▸ **What you are asked to do**
Each line of the records that includes "concrete" should be found and copied.

▸ **Provided data**
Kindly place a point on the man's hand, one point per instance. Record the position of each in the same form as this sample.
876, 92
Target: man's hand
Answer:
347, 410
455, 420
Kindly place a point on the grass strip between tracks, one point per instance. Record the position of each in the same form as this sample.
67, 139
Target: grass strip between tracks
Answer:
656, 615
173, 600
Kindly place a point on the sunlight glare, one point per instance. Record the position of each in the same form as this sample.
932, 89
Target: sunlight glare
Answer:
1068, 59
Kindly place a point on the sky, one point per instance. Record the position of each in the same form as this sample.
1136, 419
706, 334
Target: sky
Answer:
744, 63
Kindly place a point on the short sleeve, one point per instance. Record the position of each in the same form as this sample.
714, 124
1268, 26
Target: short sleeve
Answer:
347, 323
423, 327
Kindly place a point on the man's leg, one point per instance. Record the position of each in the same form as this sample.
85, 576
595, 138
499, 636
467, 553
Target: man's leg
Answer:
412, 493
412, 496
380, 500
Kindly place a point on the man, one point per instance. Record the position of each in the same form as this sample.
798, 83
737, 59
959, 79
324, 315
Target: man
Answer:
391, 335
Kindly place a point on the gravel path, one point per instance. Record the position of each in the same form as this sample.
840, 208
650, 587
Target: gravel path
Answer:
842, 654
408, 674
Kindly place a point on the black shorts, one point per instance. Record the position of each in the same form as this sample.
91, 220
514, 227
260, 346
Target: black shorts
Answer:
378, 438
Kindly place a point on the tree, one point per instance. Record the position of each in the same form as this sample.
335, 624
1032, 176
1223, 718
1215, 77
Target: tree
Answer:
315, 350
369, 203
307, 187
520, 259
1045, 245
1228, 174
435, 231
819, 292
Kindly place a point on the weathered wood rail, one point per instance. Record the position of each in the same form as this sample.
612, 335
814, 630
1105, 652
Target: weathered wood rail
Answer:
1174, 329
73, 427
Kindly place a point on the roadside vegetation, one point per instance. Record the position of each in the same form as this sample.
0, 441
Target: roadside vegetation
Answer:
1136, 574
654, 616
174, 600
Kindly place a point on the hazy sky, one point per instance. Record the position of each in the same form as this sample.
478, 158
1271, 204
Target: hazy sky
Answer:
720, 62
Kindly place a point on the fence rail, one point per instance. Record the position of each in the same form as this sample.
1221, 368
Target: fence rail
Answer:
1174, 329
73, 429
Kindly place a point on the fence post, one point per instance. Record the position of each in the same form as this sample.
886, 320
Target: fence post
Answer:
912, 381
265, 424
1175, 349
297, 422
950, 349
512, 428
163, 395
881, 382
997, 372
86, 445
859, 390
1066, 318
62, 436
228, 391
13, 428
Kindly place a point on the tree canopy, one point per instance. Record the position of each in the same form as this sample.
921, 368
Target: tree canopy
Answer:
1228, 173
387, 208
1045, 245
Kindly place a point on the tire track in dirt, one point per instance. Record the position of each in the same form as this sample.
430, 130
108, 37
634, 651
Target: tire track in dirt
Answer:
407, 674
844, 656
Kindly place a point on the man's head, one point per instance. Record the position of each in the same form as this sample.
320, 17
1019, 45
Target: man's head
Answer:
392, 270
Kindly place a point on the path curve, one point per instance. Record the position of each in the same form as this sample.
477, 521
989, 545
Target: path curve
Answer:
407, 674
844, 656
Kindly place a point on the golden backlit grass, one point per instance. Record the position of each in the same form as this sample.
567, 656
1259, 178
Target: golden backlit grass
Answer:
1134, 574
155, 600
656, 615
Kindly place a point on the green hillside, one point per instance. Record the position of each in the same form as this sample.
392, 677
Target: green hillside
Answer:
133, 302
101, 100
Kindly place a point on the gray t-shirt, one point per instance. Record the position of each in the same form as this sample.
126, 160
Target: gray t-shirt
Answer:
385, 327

---

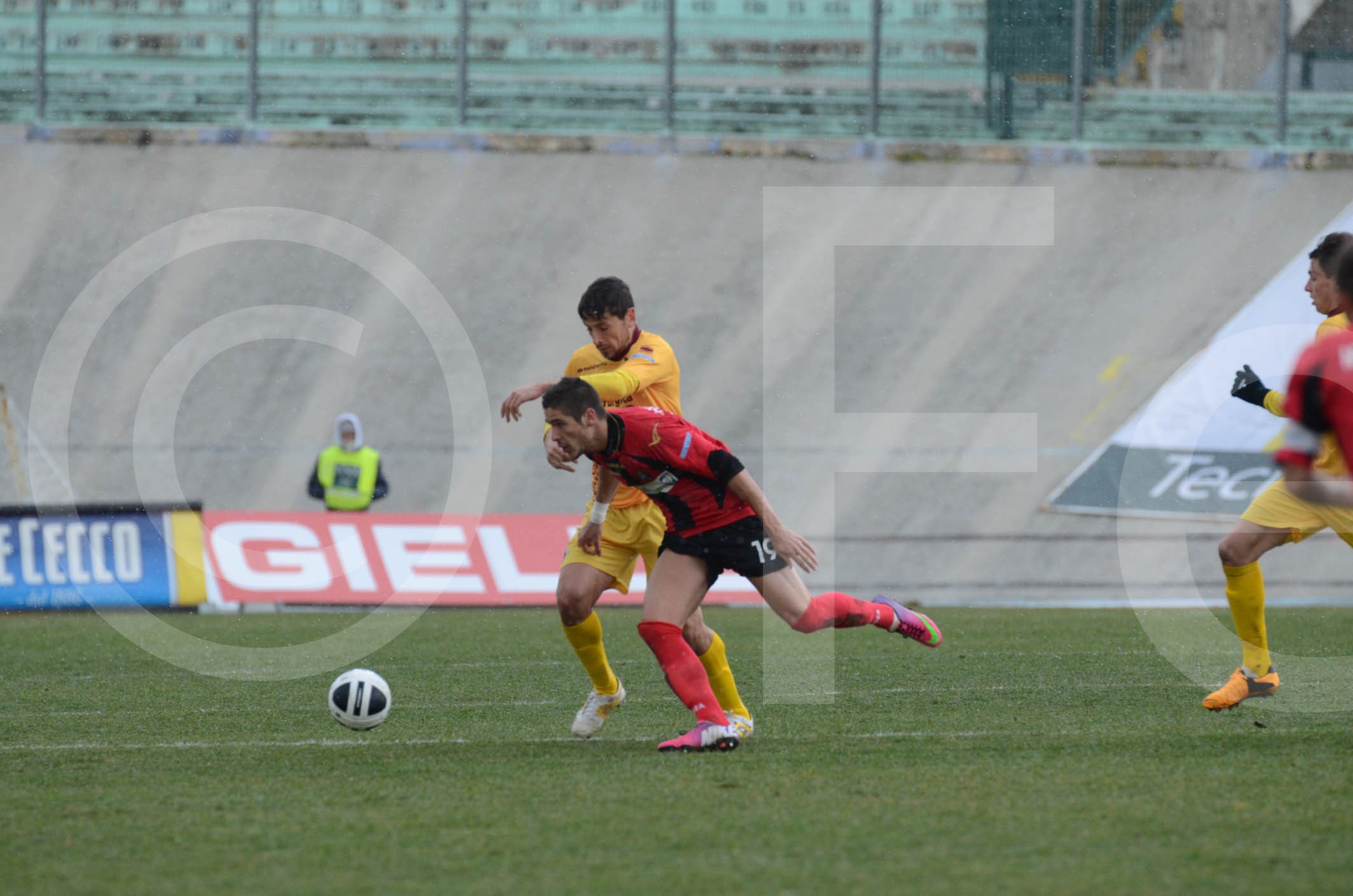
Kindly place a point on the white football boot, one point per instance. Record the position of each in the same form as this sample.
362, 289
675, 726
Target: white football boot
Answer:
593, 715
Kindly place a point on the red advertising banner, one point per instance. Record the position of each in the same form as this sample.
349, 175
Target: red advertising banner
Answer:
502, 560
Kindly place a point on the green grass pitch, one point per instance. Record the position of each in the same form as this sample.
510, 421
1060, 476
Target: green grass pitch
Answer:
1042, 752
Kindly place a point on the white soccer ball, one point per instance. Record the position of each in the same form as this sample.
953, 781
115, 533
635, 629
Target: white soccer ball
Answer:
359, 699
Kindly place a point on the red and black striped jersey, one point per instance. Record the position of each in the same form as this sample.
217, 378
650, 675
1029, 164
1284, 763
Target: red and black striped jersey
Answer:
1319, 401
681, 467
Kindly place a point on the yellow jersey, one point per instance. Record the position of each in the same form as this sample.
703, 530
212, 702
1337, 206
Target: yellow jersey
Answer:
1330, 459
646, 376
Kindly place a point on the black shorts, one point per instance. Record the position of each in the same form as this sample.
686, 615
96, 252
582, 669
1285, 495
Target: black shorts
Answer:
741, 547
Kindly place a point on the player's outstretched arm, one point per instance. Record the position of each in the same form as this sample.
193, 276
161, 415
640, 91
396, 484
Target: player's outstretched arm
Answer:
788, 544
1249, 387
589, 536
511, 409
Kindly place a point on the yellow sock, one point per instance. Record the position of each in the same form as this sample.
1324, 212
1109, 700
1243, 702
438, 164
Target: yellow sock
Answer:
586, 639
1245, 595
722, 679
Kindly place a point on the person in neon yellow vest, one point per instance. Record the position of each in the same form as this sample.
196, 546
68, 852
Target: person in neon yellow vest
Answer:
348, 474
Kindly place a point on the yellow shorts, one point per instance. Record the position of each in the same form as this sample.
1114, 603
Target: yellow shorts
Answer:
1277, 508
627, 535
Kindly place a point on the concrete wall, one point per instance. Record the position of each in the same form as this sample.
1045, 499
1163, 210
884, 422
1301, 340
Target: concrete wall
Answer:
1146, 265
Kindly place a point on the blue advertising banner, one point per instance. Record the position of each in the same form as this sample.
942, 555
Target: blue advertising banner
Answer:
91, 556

▸ **Output of the exercise**
Kindly place a point on the concrete wall, one point per instance. Record the position of each in the same form as this sample.
Target: concrete wall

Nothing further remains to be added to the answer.